Oleh Mahfud Ikhwan
Barca dibantai
PSG di Parc des Princes 4-0 tengah pekan lalu. Dilengkapi dengan dilucutinya Arsenal
5-1oleh Munchen di Alianz Arena, orang-orang mulai mengeluarkan keluhan lama:
"Sepakbola indah telah kalah." Sebagian dilengkapi dengan ekspresi
cengang, tak percaya.
Keluhan dan
kecengangan itu pastinya keluar dari para pendukung Barca. Tentu saja itu lazim.
Mungkin ditambah dengan beberapa orang lain yang biasanya punya kecenderungan
memakai standar moral dalam menonton sepakbola.
Meski saya
kadang juga terjebak jadi moralis bola, ada godaan besar untuk mendebat keluhan
itu. Misalnya dengan mengatakan: bukankah mereka kalah karena kalah indah?
Atau: tidakkah colengan Rabiot atas bola Messi yang kemudian dilanjutkan
sodoran bola Verrati kepada Draxler adalah seni, dan dua gol De Maria adalah
puisi?
Tapi, dalam
kesempatan ini, saya tidak mau berdebat. Dengan segala simpati kepada para pemuja
Barca maupun pendukung Arsenal, saya hendak lebih berterus-terang: kalah atau
bahkan sudah lama kalah, sepakbola indah yang selama ini dilekatkan kepada Barcelona
memang mesti tumbang. Ini untuk kebaikan Barcelona. Dan, tentu saja, demi
sepakbola indah itu sendiri.
***
Jangankan
dilihat, didengar saja Barcelona sudah indah. Coba ucapkan, nama klub itu
bahkan terdengar merdu. (Mungkin yang sebanding dengannya cuma Fiorentina dan
Salernitana.) Tak mengherankan jika Indonesia bahkan setidaknya punya dua lagu
cinta tentangnya. Namun, sampai kedatangan Johan Cruyff untuk kedua kalinya
pada 1988, lalu membangun apa yang kerap kali disebut Tim Impian, keindahan itu
tak banyak terhubung dengan sepakbola yang mereka mainkan.
Romantisme
sebuah kota kosmopolitan di tepian Laut Mediteran, tragedi (pendirinya, Joan
Gamper, mati bunuh diri; presidennya, Yosep Sunyol, ditembak tentara fasis;
kebangkitannya kembali yang dipimpin seorang pengungsi perang yang nyaris mati
dari Hungaria bernama Laszlo Kubala), korban represi, dan bahkan lambang dari
semangat perlawanan kaum kiri, adalah hal-hal yang lebih melekat kepada tim ini
selama nyaris seabad umurnya. “Kami jagoan, sampai Franco membungkam kami,”
mungkin begitu alasan para pendukung Barcelona.
Faktanya,
sampai Wembley ’92, ketika mereka memenangi Piala Champion pertamanya, secara
statistik Barcelona tidak lebih istimewa bahkan dibanding tim gurem macam Steau
Bucarest, tim yang mengalahkan mereka di final 1986. Jangan lagi bandingkan
dengan legenda tragis seperti Nottingham Forest, misalnya.

• [Daftar Data]
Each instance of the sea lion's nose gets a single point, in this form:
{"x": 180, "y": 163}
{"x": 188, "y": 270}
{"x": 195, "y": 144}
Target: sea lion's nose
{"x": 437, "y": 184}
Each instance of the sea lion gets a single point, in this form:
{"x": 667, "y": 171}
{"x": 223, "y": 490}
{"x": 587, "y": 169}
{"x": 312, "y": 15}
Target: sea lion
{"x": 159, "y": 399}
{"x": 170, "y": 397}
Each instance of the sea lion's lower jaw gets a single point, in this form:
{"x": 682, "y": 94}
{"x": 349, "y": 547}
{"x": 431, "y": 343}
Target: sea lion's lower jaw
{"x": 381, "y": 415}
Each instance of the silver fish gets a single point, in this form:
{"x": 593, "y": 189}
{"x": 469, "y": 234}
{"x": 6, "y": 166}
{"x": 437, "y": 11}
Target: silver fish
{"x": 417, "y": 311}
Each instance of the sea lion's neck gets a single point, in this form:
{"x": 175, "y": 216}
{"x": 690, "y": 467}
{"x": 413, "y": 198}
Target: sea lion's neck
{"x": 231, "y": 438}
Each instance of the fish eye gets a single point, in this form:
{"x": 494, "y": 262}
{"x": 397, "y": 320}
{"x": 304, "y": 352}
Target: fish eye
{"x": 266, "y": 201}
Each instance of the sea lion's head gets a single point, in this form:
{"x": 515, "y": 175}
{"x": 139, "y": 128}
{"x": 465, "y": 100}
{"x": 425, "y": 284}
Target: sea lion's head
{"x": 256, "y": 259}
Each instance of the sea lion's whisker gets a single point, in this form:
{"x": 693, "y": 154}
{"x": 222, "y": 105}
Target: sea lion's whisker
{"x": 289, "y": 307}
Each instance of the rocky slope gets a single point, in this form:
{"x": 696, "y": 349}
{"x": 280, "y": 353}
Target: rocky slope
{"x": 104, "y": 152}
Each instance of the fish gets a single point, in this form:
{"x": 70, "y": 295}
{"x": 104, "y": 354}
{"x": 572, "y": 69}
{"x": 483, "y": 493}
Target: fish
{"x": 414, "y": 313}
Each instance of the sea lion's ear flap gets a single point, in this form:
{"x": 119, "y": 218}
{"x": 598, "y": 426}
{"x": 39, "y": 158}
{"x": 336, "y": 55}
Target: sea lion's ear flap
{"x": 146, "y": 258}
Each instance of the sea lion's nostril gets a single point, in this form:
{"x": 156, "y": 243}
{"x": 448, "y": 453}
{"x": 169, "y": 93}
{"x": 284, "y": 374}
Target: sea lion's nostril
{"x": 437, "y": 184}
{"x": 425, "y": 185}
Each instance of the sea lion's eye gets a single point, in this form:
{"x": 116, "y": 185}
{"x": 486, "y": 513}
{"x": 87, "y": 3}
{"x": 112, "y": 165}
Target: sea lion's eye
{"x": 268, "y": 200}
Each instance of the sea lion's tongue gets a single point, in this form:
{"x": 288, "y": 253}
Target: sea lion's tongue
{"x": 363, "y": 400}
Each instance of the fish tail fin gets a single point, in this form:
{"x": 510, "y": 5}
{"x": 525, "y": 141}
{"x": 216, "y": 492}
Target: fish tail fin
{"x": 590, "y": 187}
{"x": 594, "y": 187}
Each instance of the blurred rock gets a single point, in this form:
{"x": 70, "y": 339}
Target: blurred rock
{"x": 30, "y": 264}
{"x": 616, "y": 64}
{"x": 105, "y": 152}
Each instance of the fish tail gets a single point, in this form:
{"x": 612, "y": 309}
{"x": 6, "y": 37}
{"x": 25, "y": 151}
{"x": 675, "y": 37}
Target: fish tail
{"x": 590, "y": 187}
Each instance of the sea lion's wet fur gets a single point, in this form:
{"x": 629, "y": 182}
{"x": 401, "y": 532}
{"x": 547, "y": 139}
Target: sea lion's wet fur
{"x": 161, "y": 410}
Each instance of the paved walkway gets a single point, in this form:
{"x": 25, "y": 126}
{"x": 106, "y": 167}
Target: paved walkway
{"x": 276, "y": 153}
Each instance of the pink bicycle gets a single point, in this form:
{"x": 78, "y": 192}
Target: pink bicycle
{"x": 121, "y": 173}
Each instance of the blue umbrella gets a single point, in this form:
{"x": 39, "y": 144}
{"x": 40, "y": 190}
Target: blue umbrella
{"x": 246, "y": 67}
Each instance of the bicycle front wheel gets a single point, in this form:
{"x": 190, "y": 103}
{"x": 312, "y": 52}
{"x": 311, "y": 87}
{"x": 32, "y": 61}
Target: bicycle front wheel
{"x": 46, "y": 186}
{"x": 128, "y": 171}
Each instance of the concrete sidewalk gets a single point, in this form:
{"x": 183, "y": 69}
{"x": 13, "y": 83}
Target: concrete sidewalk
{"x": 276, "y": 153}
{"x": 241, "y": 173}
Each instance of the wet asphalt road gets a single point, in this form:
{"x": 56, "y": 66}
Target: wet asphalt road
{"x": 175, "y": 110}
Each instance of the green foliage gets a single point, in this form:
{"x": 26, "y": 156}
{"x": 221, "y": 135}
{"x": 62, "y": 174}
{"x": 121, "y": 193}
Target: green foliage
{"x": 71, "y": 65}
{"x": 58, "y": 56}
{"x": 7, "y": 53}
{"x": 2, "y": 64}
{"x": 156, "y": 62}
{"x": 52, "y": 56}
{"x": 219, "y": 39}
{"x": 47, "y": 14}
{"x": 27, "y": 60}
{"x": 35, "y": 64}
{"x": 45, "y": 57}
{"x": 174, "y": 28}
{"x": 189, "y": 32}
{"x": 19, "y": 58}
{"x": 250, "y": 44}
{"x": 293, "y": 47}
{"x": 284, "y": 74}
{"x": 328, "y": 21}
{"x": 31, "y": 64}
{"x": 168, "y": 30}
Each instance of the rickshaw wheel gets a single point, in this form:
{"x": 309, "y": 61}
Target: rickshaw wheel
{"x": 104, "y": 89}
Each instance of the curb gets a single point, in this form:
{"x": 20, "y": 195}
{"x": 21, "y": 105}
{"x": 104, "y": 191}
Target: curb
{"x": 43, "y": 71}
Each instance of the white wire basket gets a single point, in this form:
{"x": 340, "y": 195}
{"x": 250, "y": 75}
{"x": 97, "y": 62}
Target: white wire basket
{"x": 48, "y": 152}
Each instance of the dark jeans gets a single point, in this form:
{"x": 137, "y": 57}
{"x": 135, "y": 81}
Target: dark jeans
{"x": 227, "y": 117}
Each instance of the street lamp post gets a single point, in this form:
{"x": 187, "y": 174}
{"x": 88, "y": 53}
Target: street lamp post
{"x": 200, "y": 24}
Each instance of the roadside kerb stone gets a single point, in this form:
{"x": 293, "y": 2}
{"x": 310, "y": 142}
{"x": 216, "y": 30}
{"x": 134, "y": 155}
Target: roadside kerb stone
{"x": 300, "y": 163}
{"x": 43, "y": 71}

• [Tujuan Tugas]
Jawab pertanyaan berikut berdasarkan esai tentang Barcelona:
1. Dengan skor berapa Barca kalah dari PSG di Parc des Princes?
2. Pada tahun berapa Johan Cruyff datang ke Barcelona untuk kedua kalinya?
3. Siapa pendiri Barcelona?
Materi ini berasal dari sumber yang berbeda dengan esai.

• [Hasil Latihan]
1. 4-0
2. 1988
3. Joan Gamper